Below are the records; give again exactly the line with "Target: meadow", the line with "Where can the tree be", and each line that lies between them, and nothing besides.

Dataset records
==*==

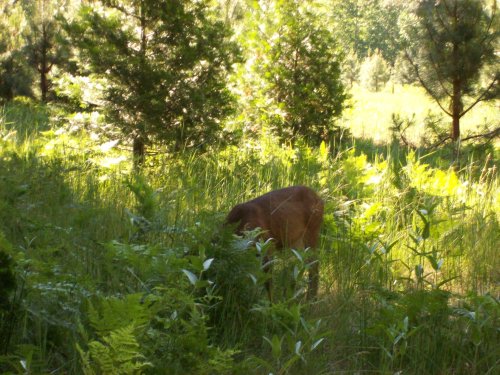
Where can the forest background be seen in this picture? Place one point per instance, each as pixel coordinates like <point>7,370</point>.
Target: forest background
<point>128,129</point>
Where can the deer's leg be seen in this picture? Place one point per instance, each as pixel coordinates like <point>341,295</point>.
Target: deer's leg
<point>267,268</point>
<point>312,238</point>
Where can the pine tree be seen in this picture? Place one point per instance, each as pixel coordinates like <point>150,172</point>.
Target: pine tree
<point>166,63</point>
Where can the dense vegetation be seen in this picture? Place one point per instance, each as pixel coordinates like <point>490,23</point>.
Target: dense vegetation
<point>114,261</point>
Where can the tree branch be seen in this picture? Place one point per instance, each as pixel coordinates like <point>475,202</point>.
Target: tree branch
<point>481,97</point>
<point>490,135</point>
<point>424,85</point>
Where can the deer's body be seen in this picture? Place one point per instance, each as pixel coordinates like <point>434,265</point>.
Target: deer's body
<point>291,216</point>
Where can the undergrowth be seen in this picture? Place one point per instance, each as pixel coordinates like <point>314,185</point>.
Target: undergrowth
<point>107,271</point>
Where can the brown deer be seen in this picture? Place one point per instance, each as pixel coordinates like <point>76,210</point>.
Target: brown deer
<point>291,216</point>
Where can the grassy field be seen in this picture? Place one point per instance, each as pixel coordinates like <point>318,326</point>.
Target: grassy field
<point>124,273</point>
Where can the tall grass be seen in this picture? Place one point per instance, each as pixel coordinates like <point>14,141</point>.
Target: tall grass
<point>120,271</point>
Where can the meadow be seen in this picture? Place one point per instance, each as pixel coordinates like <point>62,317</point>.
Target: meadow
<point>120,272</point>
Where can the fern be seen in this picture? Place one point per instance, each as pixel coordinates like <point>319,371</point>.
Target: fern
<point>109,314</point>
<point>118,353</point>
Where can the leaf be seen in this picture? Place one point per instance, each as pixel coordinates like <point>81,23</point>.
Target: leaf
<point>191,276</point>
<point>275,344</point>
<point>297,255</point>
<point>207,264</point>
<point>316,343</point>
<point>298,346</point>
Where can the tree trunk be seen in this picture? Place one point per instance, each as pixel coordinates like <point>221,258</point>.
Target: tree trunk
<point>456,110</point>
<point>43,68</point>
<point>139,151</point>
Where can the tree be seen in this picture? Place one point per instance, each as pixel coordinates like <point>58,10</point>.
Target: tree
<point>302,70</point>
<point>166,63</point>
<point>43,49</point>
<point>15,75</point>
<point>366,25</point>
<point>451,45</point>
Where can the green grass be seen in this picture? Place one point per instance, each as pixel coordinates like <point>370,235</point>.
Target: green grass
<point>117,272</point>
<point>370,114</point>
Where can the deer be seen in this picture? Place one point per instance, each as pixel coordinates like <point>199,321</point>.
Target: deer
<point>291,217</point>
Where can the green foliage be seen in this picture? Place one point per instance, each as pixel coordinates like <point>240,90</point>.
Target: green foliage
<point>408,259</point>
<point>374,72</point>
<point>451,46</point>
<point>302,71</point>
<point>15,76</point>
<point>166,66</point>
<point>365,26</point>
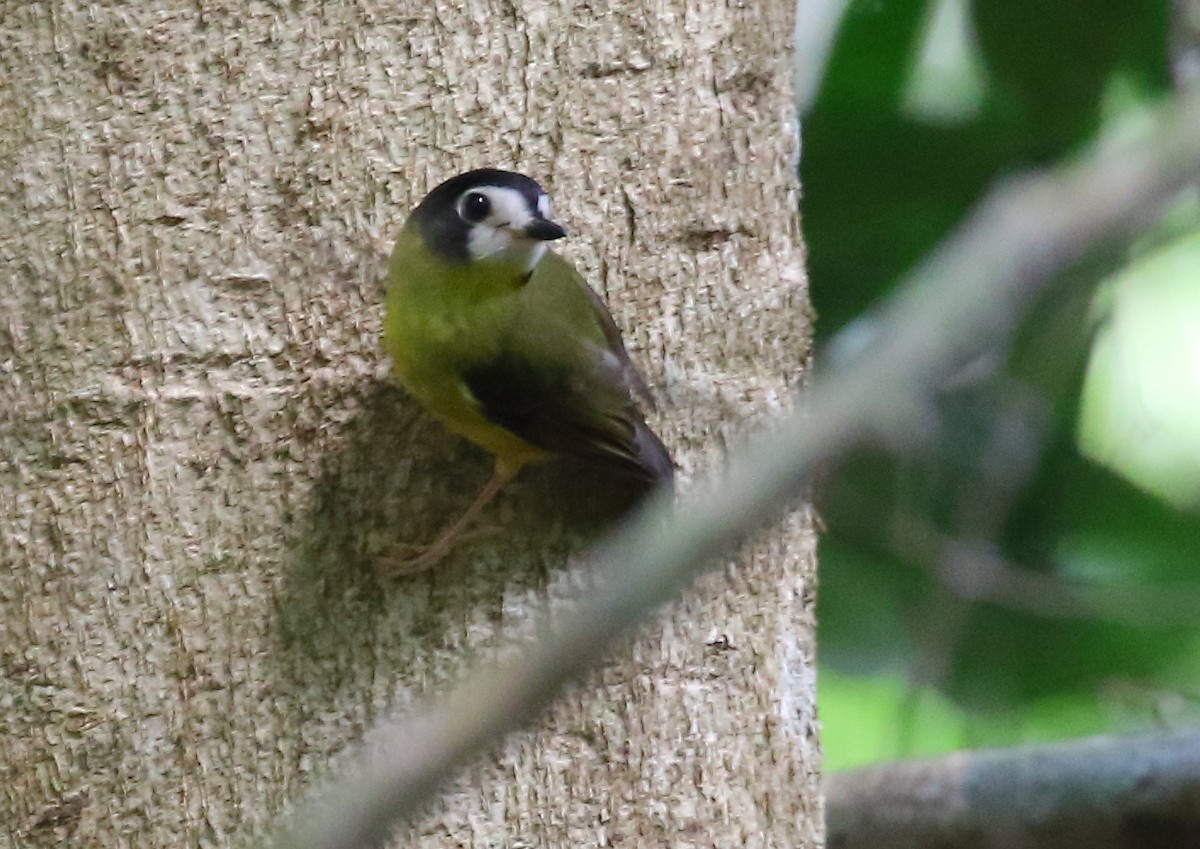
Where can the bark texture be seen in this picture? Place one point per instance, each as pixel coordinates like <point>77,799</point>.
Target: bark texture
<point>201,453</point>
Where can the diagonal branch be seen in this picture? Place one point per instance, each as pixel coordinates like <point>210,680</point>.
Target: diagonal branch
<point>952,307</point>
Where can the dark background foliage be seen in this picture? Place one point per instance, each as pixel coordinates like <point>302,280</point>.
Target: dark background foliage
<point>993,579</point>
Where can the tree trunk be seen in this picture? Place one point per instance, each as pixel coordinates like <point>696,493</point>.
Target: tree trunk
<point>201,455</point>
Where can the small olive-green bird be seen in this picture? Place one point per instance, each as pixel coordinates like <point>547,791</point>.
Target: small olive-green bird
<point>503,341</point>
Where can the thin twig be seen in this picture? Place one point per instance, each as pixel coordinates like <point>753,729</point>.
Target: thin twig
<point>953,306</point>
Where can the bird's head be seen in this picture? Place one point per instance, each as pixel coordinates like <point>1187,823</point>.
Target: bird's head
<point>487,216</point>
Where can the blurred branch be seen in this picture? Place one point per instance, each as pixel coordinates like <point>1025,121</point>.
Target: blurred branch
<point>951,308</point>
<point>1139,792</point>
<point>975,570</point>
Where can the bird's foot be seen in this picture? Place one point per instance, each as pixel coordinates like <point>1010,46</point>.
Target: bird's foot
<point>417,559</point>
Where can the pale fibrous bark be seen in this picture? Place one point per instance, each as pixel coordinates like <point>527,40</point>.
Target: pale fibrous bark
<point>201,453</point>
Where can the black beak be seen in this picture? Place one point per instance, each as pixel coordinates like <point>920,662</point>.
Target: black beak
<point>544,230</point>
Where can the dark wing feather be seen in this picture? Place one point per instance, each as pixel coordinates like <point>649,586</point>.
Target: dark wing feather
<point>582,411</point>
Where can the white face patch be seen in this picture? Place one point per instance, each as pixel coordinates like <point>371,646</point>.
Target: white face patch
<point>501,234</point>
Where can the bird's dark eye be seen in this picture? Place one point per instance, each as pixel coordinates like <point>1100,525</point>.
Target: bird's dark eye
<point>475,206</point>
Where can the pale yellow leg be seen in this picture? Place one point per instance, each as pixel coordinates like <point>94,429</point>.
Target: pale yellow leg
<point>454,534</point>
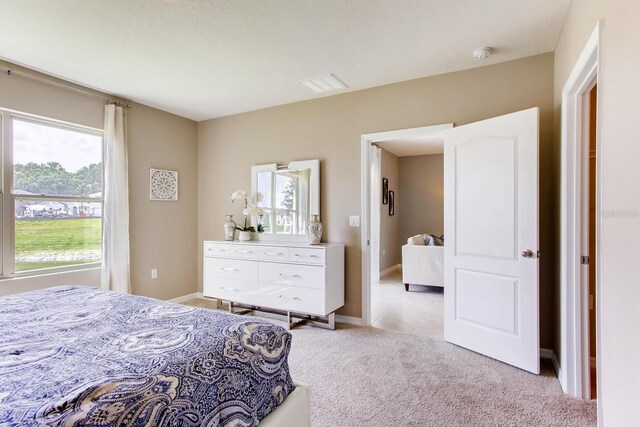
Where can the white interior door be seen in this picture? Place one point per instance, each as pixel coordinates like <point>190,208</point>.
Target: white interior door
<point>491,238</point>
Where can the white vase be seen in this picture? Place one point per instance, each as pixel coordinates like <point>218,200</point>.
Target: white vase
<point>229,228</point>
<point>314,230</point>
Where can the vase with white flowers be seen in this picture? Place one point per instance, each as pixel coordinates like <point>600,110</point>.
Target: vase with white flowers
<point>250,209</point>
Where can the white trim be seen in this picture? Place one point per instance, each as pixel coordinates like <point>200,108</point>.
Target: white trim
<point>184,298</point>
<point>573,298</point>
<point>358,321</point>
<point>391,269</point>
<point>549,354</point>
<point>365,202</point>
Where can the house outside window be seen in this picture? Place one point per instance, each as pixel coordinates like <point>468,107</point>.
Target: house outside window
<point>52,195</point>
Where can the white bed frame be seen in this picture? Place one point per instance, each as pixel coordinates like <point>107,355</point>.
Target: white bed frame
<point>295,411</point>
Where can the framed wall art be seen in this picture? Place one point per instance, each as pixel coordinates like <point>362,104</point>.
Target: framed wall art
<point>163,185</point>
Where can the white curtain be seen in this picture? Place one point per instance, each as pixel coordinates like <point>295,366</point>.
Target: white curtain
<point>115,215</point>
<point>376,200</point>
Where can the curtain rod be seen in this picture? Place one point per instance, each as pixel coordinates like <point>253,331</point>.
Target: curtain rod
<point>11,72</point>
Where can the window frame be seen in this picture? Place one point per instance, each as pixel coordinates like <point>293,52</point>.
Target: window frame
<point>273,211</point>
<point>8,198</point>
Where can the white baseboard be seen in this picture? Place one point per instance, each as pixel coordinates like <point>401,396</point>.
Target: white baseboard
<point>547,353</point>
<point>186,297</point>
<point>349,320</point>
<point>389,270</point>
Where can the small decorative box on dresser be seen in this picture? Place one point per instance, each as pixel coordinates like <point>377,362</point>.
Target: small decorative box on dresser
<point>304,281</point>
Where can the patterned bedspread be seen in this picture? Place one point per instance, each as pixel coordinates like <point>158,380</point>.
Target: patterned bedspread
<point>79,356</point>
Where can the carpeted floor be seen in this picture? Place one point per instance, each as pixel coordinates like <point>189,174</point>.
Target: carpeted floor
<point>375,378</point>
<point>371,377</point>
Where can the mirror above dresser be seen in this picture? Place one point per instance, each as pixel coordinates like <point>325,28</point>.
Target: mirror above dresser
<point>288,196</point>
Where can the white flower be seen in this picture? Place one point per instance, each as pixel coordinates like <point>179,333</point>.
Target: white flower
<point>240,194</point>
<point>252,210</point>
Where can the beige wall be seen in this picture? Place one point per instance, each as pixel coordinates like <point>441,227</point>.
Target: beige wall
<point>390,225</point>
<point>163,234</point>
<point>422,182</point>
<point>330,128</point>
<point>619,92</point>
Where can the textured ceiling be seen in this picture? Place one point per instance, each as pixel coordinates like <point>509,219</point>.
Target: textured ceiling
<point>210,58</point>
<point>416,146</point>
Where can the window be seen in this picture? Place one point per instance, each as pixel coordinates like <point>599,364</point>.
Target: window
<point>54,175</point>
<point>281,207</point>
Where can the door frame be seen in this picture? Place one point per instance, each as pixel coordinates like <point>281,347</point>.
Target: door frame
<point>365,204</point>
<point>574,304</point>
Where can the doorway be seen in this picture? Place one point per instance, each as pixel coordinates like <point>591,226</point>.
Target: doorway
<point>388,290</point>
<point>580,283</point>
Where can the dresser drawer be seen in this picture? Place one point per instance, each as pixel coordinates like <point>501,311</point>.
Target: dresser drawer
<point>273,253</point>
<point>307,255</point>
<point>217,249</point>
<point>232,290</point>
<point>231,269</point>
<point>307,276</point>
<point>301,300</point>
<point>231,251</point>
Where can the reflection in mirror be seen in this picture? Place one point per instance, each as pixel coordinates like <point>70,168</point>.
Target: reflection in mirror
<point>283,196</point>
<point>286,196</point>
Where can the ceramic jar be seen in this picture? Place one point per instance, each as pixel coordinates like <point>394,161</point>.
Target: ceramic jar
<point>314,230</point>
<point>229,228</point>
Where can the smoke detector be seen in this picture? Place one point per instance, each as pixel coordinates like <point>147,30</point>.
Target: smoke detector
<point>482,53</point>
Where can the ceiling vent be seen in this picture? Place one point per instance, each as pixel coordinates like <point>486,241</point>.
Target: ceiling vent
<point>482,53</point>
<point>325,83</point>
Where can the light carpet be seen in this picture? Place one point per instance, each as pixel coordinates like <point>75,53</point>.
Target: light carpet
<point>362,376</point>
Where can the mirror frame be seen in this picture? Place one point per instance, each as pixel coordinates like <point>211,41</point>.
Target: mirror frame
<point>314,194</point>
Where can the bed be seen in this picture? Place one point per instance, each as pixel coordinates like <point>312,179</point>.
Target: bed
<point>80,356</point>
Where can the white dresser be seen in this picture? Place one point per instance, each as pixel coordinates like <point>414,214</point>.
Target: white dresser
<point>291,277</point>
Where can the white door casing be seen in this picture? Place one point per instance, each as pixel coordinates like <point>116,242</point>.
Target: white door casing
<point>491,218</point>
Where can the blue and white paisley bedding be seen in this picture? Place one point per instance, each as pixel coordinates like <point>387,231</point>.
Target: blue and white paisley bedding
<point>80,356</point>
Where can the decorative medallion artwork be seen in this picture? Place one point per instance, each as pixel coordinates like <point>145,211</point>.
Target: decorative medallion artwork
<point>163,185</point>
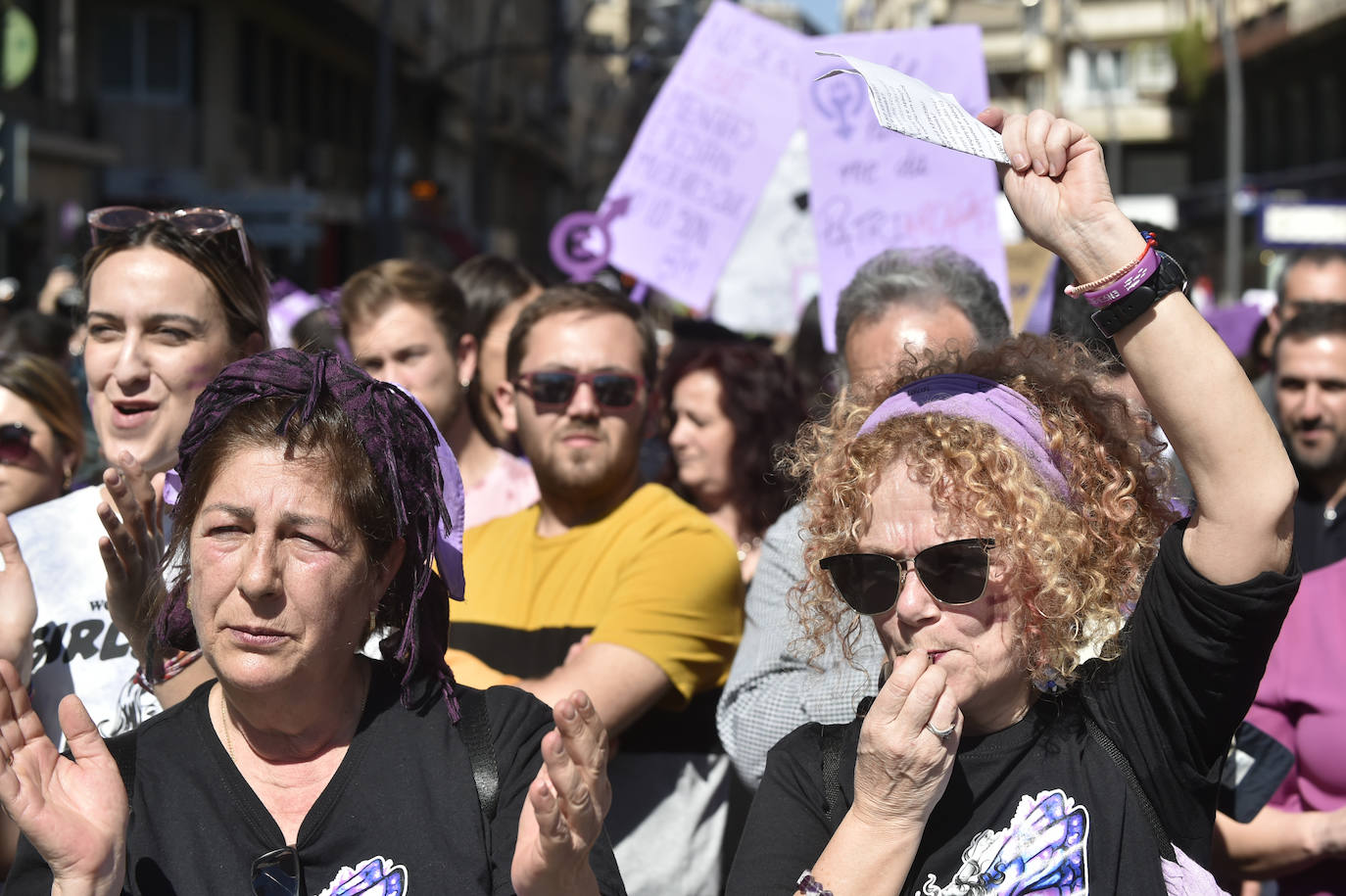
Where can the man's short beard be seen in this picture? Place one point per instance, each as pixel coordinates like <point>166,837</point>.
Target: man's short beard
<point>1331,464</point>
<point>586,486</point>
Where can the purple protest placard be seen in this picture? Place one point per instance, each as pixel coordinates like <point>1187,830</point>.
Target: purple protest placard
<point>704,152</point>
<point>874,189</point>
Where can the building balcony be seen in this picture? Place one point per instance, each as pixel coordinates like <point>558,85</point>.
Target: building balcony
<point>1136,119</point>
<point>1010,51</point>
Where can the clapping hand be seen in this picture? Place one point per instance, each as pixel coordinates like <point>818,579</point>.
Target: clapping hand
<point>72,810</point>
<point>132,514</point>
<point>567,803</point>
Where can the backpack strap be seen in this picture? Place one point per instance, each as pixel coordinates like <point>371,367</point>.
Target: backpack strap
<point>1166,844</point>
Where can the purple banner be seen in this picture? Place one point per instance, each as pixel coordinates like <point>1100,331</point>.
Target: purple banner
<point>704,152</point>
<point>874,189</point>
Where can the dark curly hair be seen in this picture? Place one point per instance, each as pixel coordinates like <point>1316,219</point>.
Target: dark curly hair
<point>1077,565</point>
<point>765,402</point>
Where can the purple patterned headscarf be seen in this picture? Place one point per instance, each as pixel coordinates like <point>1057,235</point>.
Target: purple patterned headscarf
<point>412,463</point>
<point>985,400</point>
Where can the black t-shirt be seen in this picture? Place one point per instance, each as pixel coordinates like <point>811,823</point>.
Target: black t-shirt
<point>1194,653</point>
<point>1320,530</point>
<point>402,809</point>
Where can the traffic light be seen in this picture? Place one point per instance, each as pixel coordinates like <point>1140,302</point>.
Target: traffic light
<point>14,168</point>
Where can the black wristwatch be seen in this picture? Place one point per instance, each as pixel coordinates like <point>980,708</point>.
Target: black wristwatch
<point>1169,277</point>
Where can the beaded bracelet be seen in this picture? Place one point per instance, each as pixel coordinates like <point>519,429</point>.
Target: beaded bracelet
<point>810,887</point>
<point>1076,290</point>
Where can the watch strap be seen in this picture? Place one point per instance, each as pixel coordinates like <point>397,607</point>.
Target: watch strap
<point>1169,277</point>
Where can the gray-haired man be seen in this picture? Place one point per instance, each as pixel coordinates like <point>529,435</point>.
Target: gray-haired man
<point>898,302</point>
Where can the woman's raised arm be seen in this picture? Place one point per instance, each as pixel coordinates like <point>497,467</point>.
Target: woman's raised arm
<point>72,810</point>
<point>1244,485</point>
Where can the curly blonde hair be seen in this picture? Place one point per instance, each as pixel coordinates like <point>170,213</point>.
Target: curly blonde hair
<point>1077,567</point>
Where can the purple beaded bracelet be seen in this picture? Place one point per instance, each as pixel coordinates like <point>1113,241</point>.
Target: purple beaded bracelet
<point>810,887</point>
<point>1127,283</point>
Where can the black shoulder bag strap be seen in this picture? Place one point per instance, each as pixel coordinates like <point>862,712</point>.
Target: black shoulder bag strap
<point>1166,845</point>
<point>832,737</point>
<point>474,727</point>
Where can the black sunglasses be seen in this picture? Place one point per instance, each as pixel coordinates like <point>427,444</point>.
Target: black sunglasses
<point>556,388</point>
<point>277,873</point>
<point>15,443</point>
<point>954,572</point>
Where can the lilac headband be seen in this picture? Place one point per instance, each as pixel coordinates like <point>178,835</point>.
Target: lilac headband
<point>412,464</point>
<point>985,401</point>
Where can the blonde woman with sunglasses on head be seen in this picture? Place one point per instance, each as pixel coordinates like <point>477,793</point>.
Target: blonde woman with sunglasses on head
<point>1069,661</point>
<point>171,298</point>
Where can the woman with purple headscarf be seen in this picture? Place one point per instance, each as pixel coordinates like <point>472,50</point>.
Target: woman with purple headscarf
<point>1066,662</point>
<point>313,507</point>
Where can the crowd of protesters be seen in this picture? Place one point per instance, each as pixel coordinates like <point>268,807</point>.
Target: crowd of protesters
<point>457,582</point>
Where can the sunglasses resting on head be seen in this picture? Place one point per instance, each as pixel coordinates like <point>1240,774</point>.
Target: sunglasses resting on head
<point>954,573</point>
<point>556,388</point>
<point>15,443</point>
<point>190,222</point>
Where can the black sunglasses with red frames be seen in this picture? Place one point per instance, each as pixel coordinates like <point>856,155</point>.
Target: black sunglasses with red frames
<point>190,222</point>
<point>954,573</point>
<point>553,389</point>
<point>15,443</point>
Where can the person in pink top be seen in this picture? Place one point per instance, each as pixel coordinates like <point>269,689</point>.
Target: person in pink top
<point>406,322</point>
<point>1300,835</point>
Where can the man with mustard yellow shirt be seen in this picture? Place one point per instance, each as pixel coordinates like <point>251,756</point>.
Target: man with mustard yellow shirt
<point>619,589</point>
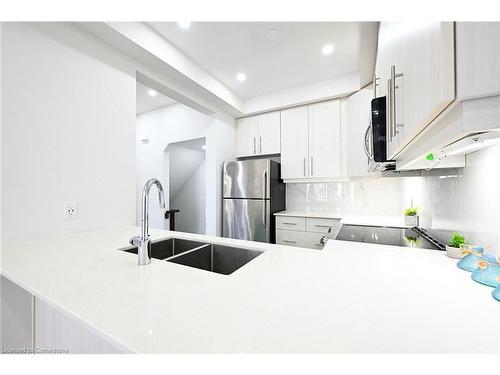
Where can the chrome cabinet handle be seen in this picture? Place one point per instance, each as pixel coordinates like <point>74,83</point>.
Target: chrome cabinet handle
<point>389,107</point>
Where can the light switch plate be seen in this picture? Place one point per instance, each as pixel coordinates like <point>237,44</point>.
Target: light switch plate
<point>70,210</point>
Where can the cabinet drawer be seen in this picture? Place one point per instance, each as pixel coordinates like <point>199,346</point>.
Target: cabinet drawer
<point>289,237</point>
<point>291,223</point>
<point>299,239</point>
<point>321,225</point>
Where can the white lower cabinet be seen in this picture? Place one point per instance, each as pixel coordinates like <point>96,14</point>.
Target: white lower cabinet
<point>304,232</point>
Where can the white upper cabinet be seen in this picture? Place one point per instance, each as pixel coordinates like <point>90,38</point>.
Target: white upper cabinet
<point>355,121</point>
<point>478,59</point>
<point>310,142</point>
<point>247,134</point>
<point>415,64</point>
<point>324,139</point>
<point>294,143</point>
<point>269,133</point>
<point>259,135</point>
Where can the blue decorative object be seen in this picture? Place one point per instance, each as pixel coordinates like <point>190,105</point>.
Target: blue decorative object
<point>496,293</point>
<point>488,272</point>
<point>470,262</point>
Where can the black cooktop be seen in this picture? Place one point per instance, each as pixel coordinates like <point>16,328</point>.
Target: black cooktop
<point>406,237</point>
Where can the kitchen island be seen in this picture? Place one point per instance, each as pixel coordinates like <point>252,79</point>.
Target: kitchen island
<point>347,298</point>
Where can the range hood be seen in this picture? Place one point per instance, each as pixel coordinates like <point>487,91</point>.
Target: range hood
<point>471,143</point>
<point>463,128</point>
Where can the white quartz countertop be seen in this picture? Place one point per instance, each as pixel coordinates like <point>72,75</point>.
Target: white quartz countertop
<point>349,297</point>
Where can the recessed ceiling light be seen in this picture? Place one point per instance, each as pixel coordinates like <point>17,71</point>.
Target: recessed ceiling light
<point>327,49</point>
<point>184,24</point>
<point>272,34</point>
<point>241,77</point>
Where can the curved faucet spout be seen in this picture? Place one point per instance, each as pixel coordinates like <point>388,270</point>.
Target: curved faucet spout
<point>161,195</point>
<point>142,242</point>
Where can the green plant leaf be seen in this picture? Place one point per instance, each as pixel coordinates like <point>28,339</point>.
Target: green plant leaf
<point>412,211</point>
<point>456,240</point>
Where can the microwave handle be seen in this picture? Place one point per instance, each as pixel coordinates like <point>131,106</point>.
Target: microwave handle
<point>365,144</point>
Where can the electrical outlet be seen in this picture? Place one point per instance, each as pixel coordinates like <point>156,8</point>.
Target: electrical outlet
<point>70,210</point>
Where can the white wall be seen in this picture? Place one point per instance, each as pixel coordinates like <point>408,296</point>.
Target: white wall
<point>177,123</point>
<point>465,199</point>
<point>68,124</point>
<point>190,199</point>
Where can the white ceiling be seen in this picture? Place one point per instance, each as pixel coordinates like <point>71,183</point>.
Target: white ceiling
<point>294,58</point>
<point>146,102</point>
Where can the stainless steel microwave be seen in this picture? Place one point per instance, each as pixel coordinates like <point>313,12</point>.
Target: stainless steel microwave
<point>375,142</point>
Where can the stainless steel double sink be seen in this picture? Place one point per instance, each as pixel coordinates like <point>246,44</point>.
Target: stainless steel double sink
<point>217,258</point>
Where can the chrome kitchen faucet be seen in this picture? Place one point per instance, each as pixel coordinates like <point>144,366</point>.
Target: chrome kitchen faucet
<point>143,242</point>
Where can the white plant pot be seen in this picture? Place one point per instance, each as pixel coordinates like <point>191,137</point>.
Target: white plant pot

==*==

Answer
Target: meadow
<point>120,272</point>
Where can the fern be seen in this picture? Place one point per instance, each as pixel coordinates like <point>319,371</point>.
Target: fern
<point>109,314</point>
<point>118,353</point>
Where can the leaf be seen in this picture? Place one point per instance, each as pixel coordinates like <point>81,23</point>.
Target: leaf
<point>191,276</point>
<point>275,344</point>
<point>297,255</point>
<point>207,264</point>
<point>316,343</point>
<point>298,346</point>
Where can the tree trunk be seen in this picture? Place one point per instance, each as pixel coordinates like <point>221,258</point>.
Target: tree trunk
<point>456,110</point>
<point>43,68</point>
<point>139,151</point>
Where can the tree be seen in this picture? Place one point per instance, each as pixel coordinates like <point>58,10</point>.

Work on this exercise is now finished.